RV Atlantis (AGOR-25)

R/V Atlantis is an oceanographic research vessel operated by the Woods Hole Oceanographic Institution as part of the University-National Oceanographic Laboratory System (UNOLS) fleet.[1] She is the host vessel of DSV Alvin.[2] She is named for the first research vessel operated by the Woods Hole Oceanographic Institution, R/V Atlantis for which the Space Shuttle Atlantis is also named.

United States
Name: Atlantis
Owner: leased to Woods Hole Oceanographic Institute
Builder: Halter Marine Inc., Gulfport, Mississippi
Laid down: 16 August 1994
Launched: 1 February 1996
Acquired: by the U.S. Navy, 25 February 1998, as R/V Atlantis (AGOR-25)
In service: February 1998 by Woods Hole Oceanographic Institute under charter for the Office of Naval Research
Refit: in 1997, as a support ship for the U.S. Navy Deep Submergence Vehicle Alvin
Notes: currently in service
General characteristics
Type: Thomas G. Thompson-class oceanographic research ship
Length: 273.2 ft. 9  in. (83.2 m)

Work to complete:
Answer from the text on RV Atlantis:
(a) Which vessel is Atlantis the host vessel of?
(b) Which company built her, and where?
(c) On what date was she launched?

Recorded information:

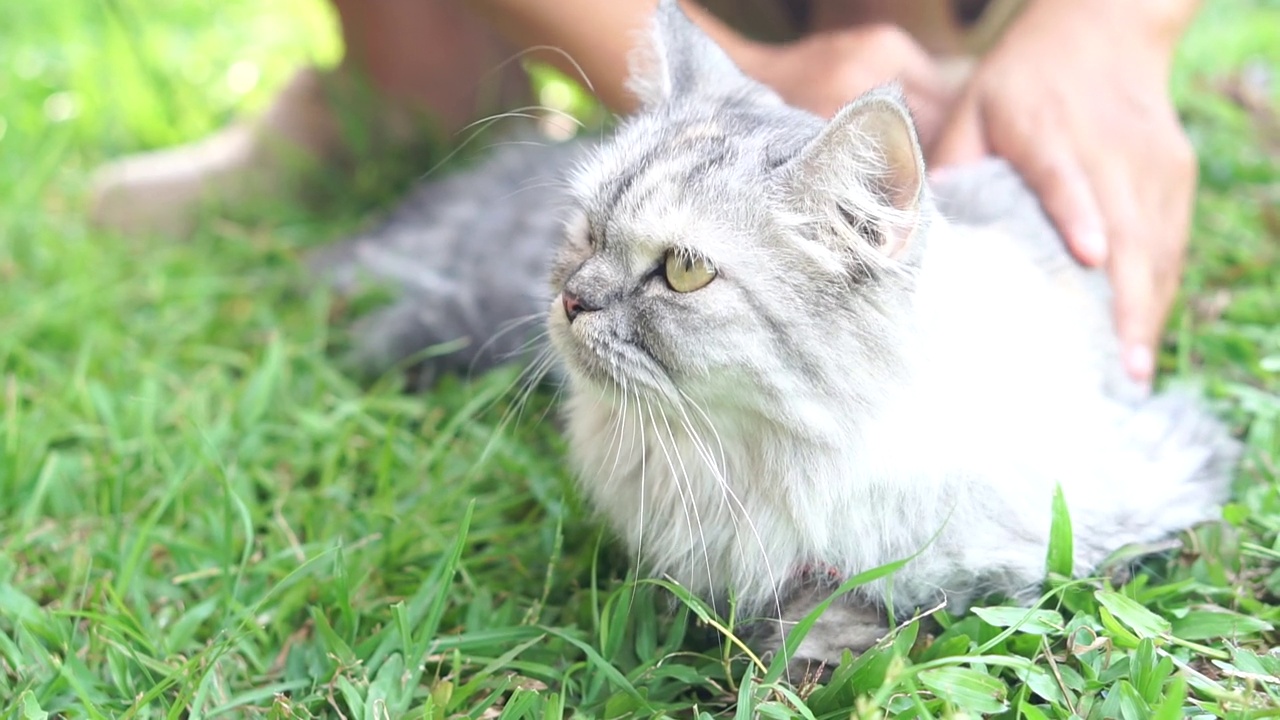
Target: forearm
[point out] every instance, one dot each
(1162, 22)
(592, 40)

Answer to this problem:
(a) DSV Alvin
(b) Halter Marine Inc., in Gulfport, Mississippi
(c) 1 February 1996